Please identify every line in the records below that contains the word "billboard", and copy each of those lines in full.

═══ Raw records ═══

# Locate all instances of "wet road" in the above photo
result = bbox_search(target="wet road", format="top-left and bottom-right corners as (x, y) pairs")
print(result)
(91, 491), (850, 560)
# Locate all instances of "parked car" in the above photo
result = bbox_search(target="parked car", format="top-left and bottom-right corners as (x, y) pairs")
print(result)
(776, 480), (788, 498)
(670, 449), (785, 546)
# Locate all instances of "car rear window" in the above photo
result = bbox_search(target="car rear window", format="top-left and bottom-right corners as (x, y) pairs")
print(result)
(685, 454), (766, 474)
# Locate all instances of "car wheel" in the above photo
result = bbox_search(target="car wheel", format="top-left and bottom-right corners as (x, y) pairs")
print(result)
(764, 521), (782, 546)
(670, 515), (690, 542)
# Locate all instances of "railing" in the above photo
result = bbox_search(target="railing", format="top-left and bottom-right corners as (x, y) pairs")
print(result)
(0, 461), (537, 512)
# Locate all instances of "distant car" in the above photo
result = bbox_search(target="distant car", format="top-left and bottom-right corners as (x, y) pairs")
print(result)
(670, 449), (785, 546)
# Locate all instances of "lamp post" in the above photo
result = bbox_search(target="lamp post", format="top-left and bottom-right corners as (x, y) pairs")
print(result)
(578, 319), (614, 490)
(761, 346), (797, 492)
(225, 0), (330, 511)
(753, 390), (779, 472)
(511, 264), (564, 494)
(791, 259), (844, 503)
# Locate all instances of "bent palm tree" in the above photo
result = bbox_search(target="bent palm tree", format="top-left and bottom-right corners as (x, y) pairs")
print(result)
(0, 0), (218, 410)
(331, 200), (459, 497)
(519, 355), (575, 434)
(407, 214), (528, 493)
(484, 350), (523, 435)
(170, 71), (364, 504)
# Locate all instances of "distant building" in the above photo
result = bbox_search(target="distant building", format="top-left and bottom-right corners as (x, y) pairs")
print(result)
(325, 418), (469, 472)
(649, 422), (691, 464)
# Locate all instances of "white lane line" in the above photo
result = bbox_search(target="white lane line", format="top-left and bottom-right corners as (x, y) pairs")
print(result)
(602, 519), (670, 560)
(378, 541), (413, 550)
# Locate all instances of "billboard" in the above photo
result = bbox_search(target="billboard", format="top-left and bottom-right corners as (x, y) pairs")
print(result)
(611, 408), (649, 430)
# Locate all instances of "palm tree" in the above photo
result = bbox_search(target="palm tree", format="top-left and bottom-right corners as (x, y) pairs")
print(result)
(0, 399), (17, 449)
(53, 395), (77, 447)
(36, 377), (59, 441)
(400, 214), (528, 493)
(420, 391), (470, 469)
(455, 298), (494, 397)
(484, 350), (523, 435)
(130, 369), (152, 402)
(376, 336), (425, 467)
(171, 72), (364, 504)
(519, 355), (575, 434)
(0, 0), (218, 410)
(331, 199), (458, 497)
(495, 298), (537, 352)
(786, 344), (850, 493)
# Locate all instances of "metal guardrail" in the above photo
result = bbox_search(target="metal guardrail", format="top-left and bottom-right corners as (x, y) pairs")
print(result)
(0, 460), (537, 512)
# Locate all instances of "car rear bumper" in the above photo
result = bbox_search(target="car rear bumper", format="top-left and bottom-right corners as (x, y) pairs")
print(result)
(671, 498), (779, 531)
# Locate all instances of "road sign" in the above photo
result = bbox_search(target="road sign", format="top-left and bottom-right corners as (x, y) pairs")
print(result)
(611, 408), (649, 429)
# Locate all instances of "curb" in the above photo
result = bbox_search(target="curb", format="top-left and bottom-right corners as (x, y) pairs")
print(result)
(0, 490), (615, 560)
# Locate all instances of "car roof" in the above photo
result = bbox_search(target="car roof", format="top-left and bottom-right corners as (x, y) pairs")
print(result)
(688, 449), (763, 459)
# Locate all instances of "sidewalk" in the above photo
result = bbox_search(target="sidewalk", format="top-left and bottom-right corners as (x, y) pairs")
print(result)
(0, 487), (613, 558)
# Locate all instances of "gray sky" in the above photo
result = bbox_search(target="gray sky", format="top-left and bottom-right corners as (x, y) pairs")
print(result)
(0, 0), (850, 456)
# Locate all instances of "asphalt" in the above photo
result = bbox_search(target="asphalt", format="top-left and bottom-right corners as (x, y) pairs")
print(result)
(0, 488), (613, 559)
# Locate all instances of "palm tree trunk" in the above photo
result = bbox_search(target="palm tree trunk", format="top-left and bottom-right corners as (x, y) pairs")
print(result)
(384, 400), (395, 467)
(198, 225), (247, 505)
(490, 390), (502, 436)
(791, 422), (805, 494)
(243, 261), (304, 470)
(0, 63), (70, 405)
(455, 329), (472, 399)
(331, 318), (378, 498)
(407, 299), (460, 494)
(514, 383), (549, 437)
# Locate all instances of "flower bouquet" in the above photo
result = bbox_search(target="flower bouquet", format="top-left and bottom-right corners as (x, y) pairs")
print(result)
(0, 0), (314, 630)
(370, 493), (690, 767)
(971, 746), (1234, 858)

═══

Response below =
# Locate all instances of "billboard" in the above photo
result = bbox_search(target="billboard", format="top-left and bottom-right corners as (x, y) pairs")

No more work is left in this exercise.